▶ **Task directions**:
Pull out every line in the rows below that contains the string "flooring", matching case exactly.

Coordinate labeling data
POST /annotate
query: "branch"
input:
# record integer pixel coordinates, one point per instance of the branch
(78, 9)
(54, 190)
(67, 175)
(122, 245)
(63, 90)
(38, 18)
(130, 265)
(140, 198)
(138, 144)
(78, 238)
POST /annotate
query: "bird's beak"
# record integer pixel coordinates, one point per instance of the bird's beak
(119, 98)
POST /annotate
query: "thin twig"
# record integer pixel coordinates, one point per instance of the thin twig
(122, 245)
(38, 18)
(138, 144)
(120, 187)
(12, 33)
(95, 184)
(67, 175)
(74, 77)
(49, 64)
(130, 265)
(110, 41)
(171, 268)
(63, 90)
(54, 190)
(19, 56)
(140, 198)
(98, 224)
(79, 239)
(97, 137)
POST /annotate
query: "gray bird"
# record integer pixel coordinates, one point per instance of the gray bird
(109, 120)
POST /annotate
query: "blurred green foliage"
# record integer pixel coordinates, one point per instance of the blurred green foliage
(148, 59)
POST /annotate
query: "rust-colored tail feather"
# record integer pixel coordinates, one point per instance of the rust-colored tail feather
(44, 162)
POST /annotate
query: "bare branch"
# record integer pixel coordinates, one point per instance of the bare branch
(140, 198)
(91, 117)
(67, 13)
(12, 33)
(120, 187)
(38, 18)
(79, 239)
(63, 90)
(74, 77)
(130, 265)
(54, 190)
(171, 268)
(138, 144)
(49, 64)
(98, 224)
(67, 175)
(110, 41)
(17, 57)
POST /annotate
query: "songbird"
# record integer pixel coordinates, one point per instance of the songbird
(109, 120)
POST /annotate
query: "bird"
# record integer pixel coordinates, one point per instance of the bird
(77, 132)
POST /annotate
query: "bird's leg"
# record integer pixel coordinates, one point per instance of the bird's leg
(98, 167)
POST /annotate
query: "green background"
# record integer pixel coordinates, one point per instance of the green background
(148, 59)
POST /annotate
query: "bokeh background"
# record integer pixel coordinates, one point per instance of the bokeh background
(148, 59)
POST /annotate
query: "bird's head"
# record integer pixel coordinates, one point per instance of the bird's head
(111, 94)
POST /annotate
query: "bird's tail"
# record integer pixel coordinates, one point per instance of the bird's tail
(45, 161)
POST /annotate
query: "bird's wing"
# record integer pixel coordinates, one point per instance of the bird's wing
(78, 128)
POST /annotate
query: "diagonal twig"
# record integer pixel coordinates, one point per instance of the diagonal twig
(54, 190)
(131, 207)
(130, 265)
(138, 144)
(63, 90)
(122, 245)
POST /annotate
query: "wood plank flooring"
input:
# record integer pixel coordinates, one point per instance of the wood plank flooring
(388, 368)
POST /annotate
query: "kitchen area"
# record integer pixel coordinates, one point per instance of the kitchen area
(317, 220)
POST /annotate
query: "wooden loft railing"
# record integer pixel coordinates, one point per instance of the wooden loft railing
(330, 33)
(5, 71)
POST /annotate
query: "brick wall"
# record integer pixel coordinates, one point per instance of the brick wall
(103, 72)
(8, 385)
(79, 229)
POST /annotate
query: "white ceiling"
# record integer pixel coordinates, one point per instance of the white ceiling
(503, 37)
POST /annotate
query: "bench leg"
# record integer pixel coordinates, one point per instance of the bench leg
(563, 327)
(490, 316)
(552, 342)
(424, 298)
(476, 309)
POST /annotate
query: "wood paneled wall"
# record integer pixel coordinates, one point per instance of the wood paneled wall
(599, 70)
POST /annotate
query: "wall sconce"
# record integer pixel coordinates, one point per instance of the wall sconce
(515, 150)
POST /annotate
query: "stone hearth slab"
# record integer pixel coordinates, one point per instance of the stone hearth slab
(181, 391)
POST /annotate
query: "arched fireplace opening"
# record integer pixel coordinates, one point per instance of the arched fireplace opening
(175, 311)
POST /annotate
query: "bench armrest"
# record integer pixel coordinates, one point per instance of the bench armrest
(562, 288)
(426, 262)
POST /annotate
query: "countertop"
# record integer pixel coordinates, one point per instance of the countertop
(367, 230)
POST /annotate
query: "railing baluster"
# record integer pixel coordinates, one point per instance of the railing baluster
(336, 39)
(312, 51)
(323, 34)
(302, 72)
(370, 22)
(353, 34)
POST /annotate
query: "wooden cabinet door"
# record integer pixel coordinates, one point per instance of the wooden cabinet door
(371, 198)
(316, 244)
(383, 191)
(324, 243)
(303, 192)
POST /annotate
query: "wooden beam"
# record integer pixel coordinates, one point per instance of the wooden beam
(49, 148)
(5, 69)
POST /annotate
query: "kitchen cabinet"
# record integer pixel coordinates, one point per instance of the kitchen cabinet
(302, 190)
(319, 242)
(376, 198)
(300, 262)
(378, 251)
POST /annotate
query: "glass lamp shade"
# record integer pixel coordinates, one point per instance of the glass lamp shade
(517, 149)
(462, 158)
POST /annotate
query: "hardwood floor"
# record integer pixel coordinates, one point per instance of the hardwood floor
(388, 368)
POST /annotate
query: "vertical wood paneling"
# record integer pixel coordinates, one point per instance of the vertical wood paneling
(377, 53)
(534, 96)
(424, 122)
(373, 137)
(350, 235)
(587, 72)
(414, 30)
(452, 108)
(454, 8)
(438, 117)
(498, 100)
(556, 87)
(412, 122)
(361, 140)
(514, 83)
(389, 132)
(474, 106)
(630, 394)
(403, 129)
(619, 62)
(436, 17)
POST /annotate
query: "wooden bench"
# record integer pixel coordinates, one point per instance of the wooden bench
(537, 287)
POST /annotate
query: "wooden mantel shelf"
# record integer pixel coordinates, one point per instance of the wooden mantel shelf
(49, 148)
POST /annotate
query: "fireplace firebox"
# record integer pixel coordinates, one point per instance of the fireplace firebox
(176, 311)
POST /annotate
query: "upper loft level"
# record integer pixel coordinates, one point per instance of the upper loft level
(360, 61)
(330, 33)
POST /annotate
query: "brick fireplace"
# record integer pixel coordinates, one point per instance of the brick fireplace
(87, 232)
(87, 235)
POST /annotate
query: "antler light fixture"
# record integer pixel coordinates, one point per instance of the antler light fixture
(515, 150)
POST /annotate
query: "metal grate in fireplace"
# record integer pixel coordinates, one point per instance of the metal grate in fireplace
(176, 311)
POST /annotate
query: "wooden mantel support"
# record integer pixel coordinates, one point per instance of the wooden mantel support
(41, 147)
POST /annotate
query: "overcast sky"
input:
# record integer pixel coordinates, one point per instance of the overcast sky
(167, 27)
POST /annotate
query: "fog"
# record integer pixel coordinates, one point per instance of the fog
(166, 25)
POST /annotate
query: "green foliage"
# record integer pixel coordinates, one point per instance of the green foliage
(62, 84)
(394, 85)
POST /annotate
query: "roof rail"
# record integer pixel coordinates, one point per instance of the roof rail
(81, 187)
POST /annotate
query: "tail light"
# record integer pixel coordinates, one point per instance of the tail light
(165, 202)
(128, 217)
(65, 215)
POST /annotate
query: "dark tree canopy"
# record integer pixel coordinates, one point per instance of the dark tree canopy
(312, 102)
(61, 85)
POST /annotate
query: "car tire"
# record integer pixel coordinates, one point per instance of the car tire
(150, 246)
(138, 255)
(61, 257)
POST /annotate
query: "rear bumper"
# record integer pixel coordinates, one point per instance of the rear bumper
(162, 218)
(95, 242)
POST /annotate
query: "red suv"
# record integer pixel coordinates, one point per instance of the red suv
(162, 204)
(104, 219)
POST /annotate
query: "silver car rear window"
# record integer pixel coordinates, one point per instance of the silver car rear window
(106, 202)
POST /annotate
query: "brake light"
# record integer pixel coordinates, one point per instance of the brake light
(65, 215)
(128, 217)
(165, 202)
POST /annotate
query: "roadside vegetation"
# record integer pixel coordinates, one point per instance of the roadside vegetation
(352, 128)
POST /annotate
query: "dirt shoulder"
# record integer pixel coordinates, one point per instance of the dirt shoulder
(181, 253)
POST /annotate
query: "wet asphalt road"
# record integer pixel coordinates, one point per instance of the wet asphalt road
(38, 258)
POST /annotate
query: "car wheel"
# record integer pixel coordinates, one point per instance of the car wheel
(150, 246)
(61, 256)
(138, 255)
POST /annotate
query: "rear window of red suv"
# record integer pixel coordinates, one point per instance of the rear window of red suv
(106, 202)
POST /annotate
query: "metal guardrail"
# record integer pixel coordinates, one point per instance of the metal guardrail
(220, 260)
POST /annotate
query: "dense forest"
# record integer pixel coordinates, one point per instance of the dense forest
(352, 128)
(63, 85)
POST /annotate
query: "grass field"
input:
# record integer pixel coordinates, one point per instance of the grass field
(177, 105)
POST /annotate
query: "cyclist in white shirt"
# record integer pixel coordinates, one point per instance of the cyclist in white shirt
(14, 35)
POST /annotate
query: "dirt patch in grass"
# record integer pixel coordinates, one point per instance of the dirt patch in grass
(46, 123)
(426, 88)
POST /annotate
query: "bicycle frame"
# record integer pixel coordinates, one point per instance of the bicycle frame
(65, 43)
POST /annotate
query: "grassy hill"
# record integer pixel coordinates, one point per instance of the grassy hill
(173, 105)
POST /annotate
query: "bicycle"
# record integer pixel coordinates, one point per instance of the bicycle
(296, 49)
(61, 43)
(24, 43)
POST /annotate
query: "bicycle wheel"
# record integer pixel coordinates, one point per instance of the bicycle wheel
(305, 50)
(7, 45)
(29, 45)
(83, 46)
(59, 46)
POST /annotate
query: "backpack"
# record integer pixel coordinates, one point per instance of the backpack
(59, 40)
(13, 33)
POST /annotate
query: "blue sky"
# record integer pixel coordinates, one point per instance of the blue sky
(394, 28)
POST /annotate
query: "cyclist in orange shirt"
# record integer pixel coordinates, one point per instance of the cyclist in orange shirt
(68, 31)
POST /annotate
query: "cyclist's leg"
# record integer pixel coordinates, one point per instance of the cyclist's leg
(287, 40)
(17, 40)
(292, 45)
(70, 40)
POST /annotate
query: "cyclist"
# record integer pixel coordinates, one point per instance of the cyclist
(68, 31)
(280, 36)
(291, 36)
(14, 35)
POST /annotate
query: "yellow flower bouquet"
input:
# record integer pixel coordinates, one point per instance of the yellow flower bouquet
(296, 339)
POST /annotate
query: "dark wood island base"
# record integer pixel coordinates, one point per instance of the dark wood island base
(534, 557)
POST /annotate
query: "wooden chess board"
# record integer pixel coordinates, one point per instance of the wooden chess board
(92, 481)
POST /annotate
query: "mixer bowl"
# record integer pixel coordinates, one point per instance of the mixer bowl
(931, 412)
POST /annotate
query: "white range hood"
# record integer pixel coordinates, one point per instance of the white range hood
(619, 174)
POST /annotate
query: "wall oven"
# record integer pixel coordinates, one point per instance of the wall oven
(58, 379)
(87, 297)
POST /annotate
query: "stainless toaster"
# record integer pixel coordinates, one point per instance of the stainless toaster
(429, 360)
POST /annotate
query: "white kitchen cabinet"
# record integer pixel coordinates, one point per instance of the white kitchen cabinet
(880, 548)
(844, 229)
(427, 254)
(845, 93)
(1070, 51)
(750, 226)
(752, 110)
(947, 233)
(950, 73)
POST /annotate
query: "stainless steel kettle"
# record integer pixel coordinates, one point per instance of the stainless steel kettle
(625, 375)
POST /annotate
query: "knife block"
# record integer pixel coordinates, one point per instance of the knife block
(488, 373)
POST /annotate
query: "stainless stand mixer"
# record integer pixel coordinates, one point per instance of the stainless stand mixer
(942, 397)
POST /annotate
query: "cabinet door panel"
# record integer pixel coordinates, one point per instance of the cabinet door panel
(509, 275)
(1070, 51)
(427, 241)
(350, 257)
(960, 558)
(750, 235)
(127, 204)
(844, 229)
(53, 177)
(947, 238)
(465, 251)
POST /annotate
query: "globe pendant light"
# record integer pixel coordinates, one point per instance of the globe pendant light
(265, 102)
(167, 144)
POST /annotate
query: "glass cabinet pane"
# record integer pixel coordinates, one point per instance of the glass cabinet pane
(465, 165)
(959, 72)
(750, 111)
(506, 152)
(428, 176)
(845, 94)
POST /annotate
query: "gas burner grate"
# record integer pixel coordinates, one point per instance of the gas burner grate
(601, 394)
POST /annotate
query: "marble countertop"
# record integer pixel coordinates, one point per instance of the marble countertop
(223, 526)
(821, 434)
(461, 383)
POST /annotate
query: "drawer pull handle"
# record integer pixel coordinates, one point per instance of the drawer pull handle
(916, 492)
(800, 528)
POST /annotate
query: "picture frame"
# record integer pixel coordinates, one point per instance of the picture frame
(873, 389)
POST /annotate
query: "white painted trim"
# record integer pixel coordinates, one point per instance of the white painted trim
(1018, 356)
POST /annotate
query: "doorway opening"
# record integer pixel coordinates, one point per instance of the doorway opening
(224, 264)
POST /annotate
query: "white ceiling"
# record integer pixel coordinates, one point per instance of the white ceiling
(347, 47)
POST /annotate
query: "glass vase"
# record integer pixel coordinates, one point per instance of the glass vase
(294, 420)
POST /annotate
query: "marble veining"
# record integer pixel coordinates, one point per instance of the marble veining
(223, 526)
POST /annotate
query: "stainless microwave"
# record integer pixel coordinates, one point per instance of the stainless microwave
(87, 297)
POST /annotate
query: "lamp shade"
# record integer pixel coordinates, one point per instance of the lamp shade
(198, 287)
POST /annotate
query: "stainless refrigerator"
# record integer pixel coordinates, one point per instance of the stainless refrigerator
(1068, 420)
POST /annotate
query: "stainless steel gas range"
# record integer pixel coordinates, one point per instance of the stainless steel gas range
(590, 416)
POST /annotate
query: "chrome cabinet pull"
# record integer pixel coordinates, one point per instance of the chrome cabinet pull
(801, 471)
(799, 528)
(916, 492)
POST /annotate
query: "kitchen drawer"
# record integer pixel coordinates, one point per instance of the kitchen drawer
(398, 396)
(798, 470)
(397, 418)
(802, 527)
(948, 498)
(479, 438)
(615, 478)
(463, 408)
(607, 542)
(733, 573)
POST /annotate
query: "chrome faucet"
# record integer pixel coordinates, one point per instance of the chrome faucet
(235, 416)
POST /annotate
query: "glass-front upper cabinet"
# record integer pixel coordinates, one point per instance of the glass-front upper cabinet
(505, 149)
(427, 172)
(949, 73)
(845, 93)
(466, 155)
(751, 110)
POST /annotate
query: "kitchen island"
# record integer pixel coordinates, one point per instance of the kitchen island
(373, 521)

▶ **Response below**:
query: "wood plank flooring"
# record integer pixel coordinates, one point per instance of the wood plank flooring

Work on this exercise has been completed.